■ **Description of the task**: Only an exact repetition of the entries counts as an answer.

Stored data:
[Start of Attachment]

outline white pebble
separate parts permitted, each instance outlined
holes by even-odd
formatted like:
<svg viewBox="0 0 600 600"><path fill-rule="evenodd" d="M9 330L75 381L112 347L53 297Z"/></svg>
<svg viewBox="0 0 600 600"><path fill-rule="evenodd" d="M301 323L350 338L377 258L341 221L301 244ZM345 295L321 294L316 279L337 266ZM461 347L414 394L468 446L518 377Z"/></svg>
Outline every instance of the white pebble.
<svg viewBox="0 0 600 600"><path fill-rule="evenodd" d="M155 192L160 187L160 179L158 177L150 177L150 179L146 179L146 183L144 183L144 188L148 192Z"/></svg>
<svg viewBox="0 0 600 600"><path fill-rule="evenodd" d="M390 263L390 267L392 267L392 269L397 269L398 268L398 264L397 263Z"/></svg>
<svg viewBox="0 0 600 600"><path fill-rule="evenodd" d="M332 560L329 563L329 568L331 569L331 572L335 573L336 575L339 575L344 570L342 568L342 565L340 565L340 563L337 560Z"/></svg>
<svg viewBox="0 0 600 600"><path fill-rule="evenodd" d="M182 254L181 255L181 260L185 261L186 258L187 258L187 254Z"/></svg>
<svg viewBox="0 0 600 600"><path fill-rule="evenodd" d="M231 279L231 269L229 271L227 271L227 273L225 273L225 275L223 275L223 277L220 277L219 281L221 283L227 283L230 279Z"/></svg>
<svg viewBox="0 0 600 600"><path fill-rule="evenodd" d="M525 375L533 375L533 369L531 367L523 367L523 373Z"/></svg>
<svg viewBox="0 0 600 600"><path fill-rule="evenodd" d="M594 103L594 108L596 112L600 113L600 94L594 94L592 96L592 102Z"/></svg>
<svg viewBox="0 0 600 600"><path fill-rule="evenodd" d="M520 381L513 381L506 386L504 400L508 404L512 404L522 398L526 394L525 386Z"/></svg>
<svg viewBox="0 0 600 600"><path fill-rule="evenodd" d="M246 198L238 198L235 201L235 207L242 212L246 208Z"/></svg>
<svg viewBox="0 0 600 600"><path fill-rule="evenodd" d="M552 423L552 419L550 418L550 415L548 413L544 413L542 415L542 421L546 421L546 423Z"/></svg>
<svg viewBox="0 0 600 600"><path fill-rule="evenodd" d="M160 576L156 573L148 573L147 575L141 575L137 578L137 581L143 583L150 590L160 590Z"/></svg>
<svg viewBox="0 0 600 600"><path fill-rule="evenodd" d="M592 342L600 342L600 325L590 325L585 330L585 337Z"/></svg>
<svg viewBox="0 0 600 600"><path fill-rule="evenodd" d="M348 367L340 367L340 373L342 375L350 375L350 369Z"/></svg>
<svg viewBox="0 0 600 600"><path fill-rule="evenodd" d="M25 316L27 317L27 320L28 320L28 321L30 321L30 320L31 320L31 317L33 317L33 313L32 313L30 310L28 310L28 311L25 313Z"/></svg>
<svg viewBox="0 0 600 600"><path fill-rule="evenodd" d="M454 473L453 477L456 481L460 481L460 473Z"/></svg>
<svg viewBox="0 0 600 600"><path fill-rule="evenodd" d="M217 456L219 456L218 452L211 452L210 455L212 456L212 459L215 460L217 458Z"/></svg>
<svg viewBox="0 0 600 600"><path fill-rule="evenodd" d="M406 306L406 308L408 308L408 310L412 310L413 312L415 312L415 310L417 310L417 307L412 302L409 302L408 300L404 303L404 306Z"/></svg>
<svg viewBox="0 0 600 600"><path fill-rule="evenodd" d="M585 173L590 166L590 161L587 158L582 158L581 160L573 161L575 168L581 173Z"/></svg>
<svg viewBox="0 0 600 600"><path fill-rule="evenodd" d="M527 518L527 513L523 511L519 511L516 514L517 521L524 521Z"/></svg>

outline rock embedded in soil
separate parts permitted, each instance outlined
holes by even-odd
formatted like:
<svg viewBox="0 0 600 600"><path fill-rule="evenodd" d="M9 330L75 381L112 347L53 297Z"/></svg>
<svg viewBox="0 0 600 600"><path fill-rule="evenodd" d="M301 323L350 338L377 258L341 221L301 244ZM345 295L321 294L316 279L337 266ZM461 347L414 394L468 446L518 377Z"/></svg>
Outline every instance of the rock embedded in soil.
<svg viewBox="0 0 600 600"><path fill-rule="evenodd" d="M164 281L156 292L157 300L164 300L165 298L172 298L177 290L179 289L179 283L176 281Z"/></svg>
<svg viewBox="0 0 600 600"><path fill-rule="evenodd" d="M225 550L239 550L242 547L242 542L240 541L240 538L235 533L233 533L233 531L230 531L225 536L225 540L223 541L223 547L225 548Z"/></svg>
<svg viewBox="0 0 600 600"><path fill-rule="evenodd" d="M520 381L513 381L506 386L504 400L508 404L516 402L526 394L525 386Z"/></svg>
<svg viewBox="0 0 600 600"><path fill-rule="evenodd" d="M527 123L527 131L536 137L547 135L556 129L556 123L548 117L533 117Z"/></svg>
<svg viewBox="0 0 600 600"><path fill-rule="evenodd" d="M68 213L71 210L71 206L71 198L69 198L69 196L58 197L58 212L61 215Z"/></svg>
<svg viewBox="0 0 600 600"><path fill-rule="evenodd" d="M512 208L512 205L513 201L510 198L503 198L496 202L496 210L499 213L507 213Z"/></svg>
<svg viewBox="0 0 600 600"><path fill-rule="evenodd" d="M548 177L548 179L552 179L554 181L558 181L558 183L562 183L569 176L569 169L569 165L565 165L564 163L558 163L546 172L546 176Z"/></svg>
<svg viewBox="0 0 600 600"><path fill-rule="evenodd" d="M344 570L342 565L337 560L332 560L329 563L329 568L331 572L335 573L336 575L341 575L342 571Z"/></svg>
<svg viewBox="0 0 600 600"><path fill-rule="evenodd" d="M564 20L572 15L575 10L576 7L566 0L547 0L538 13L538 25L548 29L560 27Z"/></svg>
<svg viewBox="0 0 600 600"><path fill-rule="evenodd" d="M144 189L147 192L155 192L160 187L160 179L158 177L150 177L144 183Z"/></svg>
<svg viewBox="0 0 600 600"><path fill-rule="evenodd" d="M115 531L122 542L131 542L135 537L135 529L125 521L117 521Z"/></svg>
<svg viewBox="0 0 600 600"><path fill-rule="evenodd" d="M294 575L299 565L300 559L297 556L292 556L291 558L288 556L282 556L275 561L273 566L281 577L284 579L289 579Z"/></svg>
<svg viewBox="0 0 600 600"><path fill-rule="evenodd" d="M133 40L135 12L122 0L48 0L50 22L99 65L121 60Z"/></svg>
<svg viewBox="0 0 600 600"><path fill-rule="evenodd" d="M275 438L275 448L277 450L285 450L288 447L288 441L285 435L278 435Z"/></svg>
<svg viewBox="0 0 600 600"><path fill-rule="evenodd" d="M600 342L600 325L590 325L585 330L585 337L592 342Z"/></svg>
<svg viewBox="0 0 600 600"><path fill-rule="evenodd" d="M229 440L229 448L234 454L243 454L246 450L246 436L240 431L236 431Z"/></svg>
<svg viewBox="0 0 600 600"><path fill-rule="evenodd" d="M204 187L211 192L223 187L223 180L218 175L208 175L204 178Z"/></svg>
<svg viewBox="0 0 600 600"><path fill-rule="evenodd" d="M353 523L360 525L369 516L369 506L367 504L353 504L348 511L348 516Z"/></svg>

[End of Attachment]

■ **Task response**:
outline white pebble
separate parts permitted, each instance outlined
holes by even-odd
formatted like:
<svg viewBox="0 0 600 600"><path fill-rule="evenodd" d="M9 330L75 381L112 347L53 297Z"/></svg>
<svg viewBox="0 0 600 600"><path fill-rule="evenodd" d="M301 323L350 338L377 258L341 221L301 244ZM345 295L321 294L316 279L337 266ZM461 347L414 394L468 446L518 377Z"/></svg>
Outline every instance of the white pebble.
<svg viewBox="0 0 600 600"><path fill-rule="evenodd" d="M155 192L160 187L160 179L158 177L150 177L150 179L146 179L146 183L144 183L144 188L148 192Z"/></svg>
<svg viewBox="0 0 600 600"><path fill-rule="evenodd" d="M390 263L390 267L392 267L392 269L397 269L398 268L398 264L397 263Z"/></svg>
<svg viewBox="0 0 600 600"><path fill-rule="evenodd" d="M332 560L329 563L329 568L331 569L331 572L335 573L336 575L339 575L344 570L342 568L342 565L340 565L340 563L337 560Z"/></svg>
<svg viewBox="0 0 600 600"><path fill-rule="evenodd" d="M182 254L181 255L181 260L185 261L186 258L187 258L187 254Z"/></svg>
<svg viewBox="0 0 600 600"><path fill-rule="evenodd" d="M231 279L231 269L229 271L227 271L227 273L225 273L225 275L223 275L223 277L220 277L219 281L221 283L227 283L230 279Z"/></svg>
<svg viewBox="0 0 600 600"><path fill-rule="evenodd" d="M525 375L533 375L533 369L531 367L523 367L523 373Z"/></svg>
<svg viewBox="0 0 600 600"><path fill-rule="evenodd" d="M594 103L594 108L596 112L600 113L600 94L594 94L592 96L592 102Z"/></svg>
<svg viewBox="0 0 600 600"><path fill-rule="evenodd" d="M520 381L513 381L506 386L504 400L508 404L512 404L522 398L526 394L525 386Z"/></svg>
<svg viewBox="0 0 600 600"><path fill-rule="evenodd" d="M246 198L238 198L235 201L235 207L242 212L246 208Z"/></svg>
<svg viewBox="0 0 600 600"><path fill-rule="evenodd" d="M552 423L552 419L550 418L550 415L548 413L544 413L542 415L542 421L546 421L546 423Z"/></svg>
<svg viewBox="0 0 600 600"><path fill-rule="evenodd" d="M160 576L156 573L148 573L147 575L141 575L137 578L137 581L143 583L150 590L160 590Z"/></svg>
<svg viewBox="0 0 600 600"><path fill-rule="evenodd" d="M592 342L600 342L600 325L590 325L585 330L585 337Z"/></svg>
<svg viewBox="0 0 600 600"><path fill-rule="evenodd" d="M348 367L340 367L340 373L342 375L350 375L350 369Z"/></svg>
<svg viewBox="0 0 600 600"><path fill-rule="evenodd" d="M25 316L27 317L27 320L28 320L28 321L30 321L30 320L31 320L31 317L33 317L33 313L32 313L30 310L28 310L28 311L25 313Z"/></svg>
<svg viewBox="0 0 600 600"><path fill-rule="evenodd" d="M454 473L453 477L456 481L460 481L460 473Z"/></svg>
<svg viewBox="0 0 600 600"><path fill-rule="evenodd" d="M217 456L219 456L218 452L211 452L210 455L212 456L212 459L215 460L217 458Z"/></svg>
<svg viewBox="0 0 600 600"><path fill-rule="evenodd" d="M406 306L406 308L408 308L408 310L412 310L413 312L415 312L415 310L417 310L417 307L412 302L409 302L408 300L404 303L404 306Z"/></svg>
<svg viewBox="0 0 600 600"><path fill-rule="evenodd" d="M585 173L590 166L590 161L587 158L582 158L581 160L573 161L575 168L581 173Z"/></svg>
<svg viewBox="0 0 600 600"><path fill-rule="evenodd" d="M527 518L527 513L523 511L519 511L516 514L517 521L524 521Z"/></svg>

outline rock embedded in soil
separate parts permitted, each instance outlined
holes by even-odd
formatted like:
<svg viewBox="0 0 600 600"><path fill-rule="evenodd" d="M9 330L75 381L112 347L53 297Z"/></svg>
<svg viewBox="0 0 600 600"><path fill-rule="evenodd" d="M301 323L350 338L377 258L341 221L301 244ZM345 295L321 294L316 279L337 266ZM461 347L414 394L468 446L518 377Z"/></svg>
Outline every instance of the rock embedded in soil.
<svg viewBox="0 0 600 600"><path fill-rule="evenodd" d="M164 281L156 292L157 300L164 300L165 298L172 298L177 290L179 289L179 283L176 281Z"/></svg>
<svg viewBox="0 0 600 600"><path fill-rule="evenodd" d="M225 550L239 550L242 547L242 542L240 541L240 538L235 533L233 533L233 531L230 531L225 536L225 540L223 541L223 547L225 548Z"/></svg>
<svg viewBox="0 0 600 600"><path fill-rule="evenodd" d="M520 381L513 381L506 386L504 400L508 404L516 402L526 394L525 386Z"/></svg>
<svg viewBox="0 0 600 600"><path fill-rule="evenodd" d="M527 123L527 131L536 137L547 135L556 129L556 123L548 117L533 117Z"/></svg>
<svg viewBox="0 0 600 600"><path fill-rule="evenodd" d="M68 213L71 210L71 206L71 198L69 198L69 196L58 197L58 212L61 215Z"/></svg>
<svg viewBox="0 0 600 600"><path fill-rule="evenodd" d="M512 208L512 205L513 201L510 198L503 198L496 202L496 210L499 213L507 213Z"/></svg>
<svg viewBox="0 0 600 600"><path fill-rule="evenodd" d="M548 177L548 179L552 179L554 181L558 181L558 183L562 183L569 176L569 169L569 165L565 165L564 163L558 163L546 172L546 176Z"/></svg>
<svg viewBox="0 0 600 600"><path fill-rule="evenodd" d="M344 570L342 565L337 560L332 560L329 563L329 568L331 572L335 573L336 575L341 575L342 571Z"/></svg>
<svg viewBox="0 0 600 600"><path fill-rule="evenodd" d="M564 20L572 15L575 10L576 7L566 0L547 0L538 13L538 25L548 29L560 27Z"/></svg>
<svg viewBox="0 0 600 600"><path fill-rule="evenodd" d="M144 189L147 192L155 192L160 187L160 179L158 177L150 177L144 183Z"/></svg>
<svg viewBox="0 0 600 600"><path fill-rule="evenodd" d="M115 531L122 542L131 542L135 537L135 529L125 521L117 521Z"/></svg>
<svg viewBox="0 0 600 600"><path fill-rule="evenodd" d="M294 575L299 565L300 559L297 556L292 556L291 558L288 556L282 556L275 561L273 566L281 577L284 579L289 579Z"/></svg>
<svg viewBox="0 0 600 600"><path fill-rule="evenodd" d="M133 40L135 12L122 0L48 0L50 22L99 65L121 60Z"/></svg>
<svg viewBox="0 0 600 600"><path fill-rule="evenodd" d="M275 438L275 448L277 450L285 450L288 447L288 441L285 435L278 435Z"/></svg>
<svg viewBox="0 0 600 600"><path fill-rule="evenodd" d="M600 342L600 325L590 325L585 330L585 337L592 342Z"/></svg>
<svg viewBox="0 0 600 600"><path fill-rule="evenodd" d="M229 440L229 448L234 454L243 454L246 450L246 436L240 431L236 431Z"/></svg>
<svg viewBox="0 0 600 600"><path fill-rule="evenodd" d="M204 187L211 192L223 187L223 180L218 175L208 175L204 178Z"/></svg>
<svg viewBox="0 0 600 600"><path fill-rule="evenodd" d="M353 523L360 525L369 516L369 506L367 504L353 504L348 511L348 516Z"/></svg>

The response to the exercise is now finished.